**Assignment**
The listing that follows is to be repeated exactly.

• • •

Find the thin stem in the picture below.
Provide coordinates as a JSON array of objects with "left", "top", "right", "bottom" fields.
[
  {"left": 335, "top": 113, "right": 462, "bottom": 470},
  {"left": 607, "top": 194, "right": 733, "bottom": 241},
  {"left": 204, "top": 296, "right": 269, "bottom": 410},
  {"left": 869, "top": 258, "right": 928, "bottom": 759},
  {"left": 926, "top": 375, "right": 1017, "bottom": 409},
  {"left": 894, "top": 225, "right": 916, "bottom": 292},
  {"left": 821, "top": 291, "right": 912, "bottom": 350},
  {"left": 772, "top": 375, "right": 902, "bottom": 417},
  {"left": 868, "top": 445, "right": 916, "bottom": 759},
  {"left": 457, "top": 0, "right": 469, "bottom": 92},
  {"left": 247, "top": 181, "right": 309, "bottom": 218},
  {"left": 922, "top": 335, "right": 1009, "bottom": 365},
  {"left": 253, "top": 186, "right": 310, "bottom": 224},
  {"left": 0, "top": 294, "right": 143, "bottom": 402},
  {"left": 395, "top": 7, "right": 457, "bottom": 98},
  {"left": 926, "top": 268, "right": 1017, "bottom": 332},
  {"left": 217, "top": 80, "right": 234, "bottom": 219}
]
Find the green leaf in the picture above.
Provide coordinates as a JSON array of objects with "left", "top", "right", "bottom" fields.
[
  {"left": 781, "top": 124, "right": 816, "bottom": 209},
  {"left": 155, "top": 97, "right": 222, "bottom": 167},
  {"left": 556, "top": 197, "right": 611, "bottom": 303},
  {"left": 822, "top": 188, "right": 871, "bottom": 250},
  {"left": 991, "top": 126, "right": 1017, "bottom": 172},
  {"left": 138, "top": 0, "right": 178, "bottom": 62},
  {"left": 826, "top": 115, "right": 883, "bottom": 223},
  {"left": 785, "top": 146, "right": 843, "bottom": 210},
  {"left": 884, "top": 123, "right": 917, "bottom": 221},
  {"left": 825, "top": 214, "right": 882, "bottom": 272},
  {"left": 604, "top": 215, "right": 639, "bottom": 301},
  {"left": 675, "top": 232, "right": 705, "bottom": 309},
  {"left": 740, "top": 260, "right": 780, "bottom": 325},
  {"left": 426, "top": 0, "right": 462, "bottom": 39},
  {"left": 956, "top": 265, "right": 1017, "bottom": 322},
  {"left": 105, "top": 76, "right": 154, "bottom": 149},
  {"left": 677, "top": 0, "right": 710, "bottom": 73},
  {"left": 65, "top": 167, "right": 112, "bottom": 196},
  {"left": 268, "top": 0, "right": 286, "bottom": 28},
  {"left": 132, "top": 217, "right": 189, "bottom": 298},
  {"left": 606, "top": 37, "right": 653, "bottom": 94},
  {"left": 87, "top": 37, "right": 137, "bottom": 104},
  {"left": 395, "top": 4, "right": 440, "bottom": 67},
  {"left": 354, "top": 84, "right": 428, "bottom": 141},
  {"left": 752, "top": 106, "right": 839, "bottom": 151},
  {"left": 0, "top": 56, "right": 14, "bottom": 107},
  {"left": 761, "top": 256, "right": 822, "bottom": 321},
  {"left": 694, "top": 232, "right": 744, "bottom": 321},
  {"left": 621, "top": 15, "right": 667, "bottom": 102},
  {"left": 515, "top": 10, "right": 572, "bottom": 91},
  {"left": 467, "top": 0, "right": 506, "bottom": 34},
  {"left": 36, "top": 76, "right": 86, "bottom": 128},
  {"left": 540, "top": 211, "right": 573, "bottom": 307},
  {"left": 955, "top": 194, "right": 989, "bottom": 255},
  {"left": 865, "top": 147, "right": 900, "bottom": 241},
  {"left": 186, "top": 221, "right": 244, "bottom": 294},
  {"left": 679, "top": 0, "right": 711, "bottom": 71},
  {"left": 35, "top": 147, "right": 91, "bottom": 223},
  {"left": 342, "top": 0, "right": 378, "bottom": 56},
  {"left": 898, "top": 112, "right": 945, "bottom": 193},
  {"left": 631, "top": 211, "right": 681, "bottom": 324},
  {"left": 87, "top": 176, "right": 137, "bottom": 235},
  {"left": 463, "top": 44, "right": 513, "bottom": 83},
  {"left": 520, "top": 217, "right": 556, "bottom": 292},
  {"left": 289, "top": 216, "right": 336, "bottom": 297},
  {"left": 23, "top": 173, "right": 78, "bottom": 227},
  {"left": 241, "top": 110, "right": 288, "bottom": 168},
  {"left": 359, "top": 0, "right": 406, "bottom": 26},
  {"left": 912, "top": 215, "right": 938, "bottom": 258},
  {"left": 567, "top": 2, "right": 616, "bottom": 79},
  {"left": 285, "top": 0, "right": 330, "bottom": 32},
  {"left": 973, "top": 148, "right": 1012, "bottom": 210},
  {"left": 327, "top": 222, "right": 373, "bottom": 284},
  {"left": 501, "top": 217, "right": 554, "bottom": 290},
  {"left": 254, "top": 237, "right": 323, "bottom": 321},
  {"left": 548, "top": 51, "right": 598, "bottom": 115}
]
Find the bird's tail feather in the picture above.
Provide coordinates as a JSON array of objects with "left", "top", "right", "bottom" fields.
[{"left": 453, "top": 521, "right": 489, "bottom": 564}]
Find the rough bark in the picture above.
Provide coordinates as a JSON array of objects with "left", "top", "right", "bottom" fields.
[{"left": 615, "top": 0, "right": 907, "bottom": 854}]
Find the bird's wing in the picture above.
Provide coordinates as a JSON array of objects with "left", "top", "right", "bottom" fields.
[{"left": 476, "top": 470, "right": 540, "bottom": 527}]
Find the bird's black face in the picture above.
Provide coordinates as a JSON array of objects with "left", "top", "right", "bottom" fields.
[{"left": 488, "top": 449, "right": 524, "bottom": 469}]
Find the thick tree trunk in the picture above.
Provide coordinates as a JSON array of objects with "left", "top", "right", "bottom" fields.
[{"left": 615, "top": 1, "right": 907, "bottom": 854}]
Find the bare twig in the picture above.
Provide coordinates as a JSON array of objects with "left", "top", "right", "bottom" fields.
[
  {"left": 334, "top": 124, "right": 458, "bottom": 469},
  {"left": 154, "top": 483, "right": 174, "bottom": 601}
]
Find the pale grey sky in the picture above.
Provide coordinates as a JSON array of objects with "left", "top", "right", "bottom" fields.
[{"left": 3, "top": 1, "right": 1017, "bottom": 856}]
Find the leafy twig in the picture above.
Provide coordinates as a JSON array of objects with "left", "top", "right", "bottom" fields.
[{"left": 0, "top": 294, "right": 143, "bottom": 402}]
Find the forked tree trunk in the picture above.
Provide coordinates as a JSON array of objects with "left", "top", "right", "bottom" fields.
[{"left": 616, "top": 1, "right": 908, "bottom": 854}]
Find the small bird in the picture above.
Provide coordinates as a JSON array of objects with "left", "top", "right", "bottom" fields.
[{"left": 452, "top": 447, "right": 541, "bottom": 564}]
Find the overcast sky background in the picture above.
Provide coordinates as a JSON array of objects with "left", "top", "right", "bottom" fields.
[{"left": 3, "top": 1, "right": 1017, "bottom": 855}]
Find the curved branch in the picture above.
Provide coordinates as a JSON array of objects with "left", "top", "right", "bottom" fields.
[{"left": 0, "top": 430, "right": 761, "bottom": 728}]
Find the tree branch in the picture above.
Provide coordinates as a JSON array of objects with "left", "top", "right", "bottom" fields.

• • •

**Task answer**
Find the thin stem in the picture below.
Provide coordinates as a JSON array of objects with "left", "top", "right", "bottom" fields.
[
  {"left": 335, "top": 113, "right": 462, "bottom": 470},
  {"left": 607, "top": 194, "right": 733, "bottom": 241},
  {"left": 204, "top": 296, "right": 269, "bottom": 410},
  {"left": 869, "top": 258, "right": 928, "bottom": 759},
  {"left": 926, "top": 375, "right": 1017, "bottom": 409},
  {"left": 894, "top": 225, "right": 916, "bottom": 292},
  {"left": 821, "top": 291, "right": 912, "bottom": 350},
  {"left": 772, "top": 375, "right": 902, "bottom": 417},
  {"left": 868, "top": 445, "right": 916, "bottom": 759},
  {"left": 457, "top": 0, "right": 469, "bottom": 92},
  {"left": 247, "top": 181, "right": 309, "bottom": 218},
  {"left": 922, "top": 335, "right": 1009, "bottom": 365},
  {"left": 253, "top": 186, "right": 310, "bottom": 224},
  {"left": 0, "top": 294, "right": 143, "bottom": 402},
  {"left": 395, "top": 7, "right": 457, "bottom": 98},
  {"left": 926, "top": 268, "right": 1017, "bottom": 332},
  {"left": 217, "top": 80, "right": 234, "bottom": 219}
]
Find the green leaf in the picture above.
Provide coordinates as a JSON array of objects with "left", "top", "right", "bottom" fields.
[
  {"left": 781, "top": 124, "right": 816, "bottom": 209},
  {"left": 155, "top": 97, "right": 222, "bottom": 167},
  {"left": 556, "top": 197, "right": 611, "bottom": 303},
  {"left": 822, "top": 188, "right": 871, "bottom": 250},
  {"left": 991, "top": 126, "right": 1017, "bottom": 172},
  {"left": 138, "top": 0, "right": 178, "bottom": 62},
  {"left": 826, "top": 115, "right": 883, "bottom": 223},
  {"left": 785, "top": 146, "right": 843, "bottom": 210},
  {"left": 884, "top": 123, "right": 917, "bottom": 221},
  {"left": 825, "top": 214, "right": 882, "bottom": 272},
  {"left": 604, "top": 215, "right": 639, "bottom": 301},
  {"left": 675, "top": 232, "right": 705, "bottom": 309},
  {"left": 740, "top": 260, "right": 780, "bottom": 325},
  {"left": 426, "top": 0, "right": 462, "bottom": 39},
  {"left": 956, "top": 265, "right": 1017, "bottom": 322},
  {"left": 105, "top": 76, "right": 154, "bottom": 149},
  {"left": 677, "top": 0, "right": 710, "bottom": 73},
  {"left": 65, "top": 167, "right": 112, "bottom": 196},
  {"left": 268, "top": 0, "right": 286, "bottom": 28},
  {"left": 132, "top": 217, "right": 189, "bottom": 298},
  {"left": 606, "top": 37, "right": 653, "bottom": 94},
  {"left": 87, "top": 37, "right": 137, "bottom": 104},
  {"left": 395, "top": 4, "right": 440, "bottom": 67},
  {"left": 354, "top": 84, "right": 428, "bottom": 141},
  {"left": 752, "top": 106, "right": 839, "bottom": 151},
  {"left": 0, "top": 56, "right": 14, "bottom": 107},
  {"left": 761, "top": 256, "right": 822, "bottom": 321},
  {"left": 694, "top": 232, "right": 744, "bottom": 321},
  {"left": 621, "top": 15, "right": 667, "bottom": 102},
  {"left": 515, "top": 10, "right": 572, "bottom": 91},
  {"left": 467, "top": 0, "right": 506, "bottom": 34},
  {"left": 36, "top": 76, "right": 86, "bottom": 128},
  {"left": 540, "top": 211, "right": 573, "bottom": 307},
  {"left": 955, "top": 194, "right": 989, "bottom": 255},
  {"left": 865, "top": 147, "right": 900, "bottom": 241},
  {"left": 186, "top": 221, "right": 244, "bottom": 294},
  {"left": 679, "top": 0, "right": 711, "bottom": 71},
  {"left": 35, "top": 147, "right": 91, "bottom": 223},
  {"left": 342, "top": 0, "right": 378, "bottom": 56},
  {"left": 898, "top": 112, "right": 945, "bottom": 193},
  {"left": 631, "top": 211, "right": 681, "bottom": 324},
  {"left": 87, "top": 176, "right": 137, "bottom": 235},
  {"left": 463, "top": 44, "right": 513, "bottom": 83},
  {"left": 520, "top": 217, "right": 556, "bottom": 292},
  {"left": 289, "top": 216, "right": 336, "bottom": 297},
  {"left": 23, "top": 173, "right": 78, "bottom": 227},
  {"left": 241, "top": 110, "right": 288, "bottom": 168},
  {"left": 359, "top": 0, "right": 406, "bottom": 26},
  {"left": 912, "top": 215, "right": 938, "bottom": 258},
  {"left": 567, "top": 2, "right": 616, "bottom": 79},
  {"left": 285, "top": 0, "right": 330, "bottom": 32},
  {"left": 973, "top": 148, "right": 1012, "bottom": 210},
  {"left": 327, "top": 222, "right": 373, "bottom": 284},
  {"left": 501, "top": 217, "right": 554, "bottom": 290},
  {"left": 254, "top": 237, "right": 323, "bottom": 321},
  {"left": 548, "top": 51, "right": 598, "bottom": 115}
]
Find the bird's tail feather in the picture above.
Provide coordinates as a JSON array of objects with "left", "top", "right", "bottom" fields.
[{"left": 453, "top": 521, "right": 489, "bottom": 564}]
Find the rough bark in the picture above.
Provide coordinates as a JSON array of objects with "left", "top", "right", "bottom" fields.
[{"left": 615, "top": 0, "right": 907, "bottom": 854}]
Find the bird's wing in the picture above.
Provide coordinates as a JSON array of objects with "left", "top", "right", "bottom" fields.
[{"left": 476, "top": 470, "right": 540, "bottom": 527}]
Find the bird's black face in the picture above.
Provide coordinates as a JSON array of objects with "left", "top", "right", "bottom" fields.
[{"left": 488, "top": 449, "right": 524, "bottom": 469}]
Find the thick tree trunk in the picture above.
Provide coordinates as a JSON array of objects with "left", "top", "right", "bottom" fields.
[{"left": 615, "top": 1, "right": 907, "bottom": 854}]
Find the bare twig in the picture above.
Provide coordinates as a JSON array of objects with "left", "top", "right", "bottom" fields.
[
  {"left": 334, "top": 124, "right": 458, "bottom": 469},
  {"left": 154, "top": 483, "right": 174, "bottom": 601}
]
Find the pale grey sky in the picture above.
Provide coordinates as a JSON array of objects with "left", "top", "right", "bottom" fields.
[{"left": 3, "top": 1, "right": 1017, "bottom": 856}]
Find the leafy twig in the picture above.
Provide coordinates as a JSON array of objects with "left", "top", "right", "bottom" fields.
[{"left": 0, "top": 294, "right": 143, "bottom": 402}]
Find the forked tree trunk in the picture above.
Provide coordinates as a JSON array of objects with "left", "top", "right", "bottom" fields.
[{"left": 616, "top": 1, "right": 908, "bottom": 854}]
Find the small bird in the picture above.
Provide coordinates as a JSON array of objects with "left", "top", "right", "bottom" fields.
[{"left": 452, "top": 447, "right": 541, "bottom": 564}]
Find the overcast sky background in the picture above.
Provide coordinates as a JSON array of objects with "left", "top", "right", "bottom" fields.
[{"left": 3, "top": 1, "right": 1017, "bottom": 855}]
Find the curved branch in the picture above.
Provide coordinates as a JSON array of objects with "left", "top", "right", "bottom" fields.
[{"left": 0, "top": 430, "right": 761, "bottom": 728}]
Find the tree branch in the picture above.
Provide coordinates as a JSON array of objects with "left", "top", "right", "bottom" fields.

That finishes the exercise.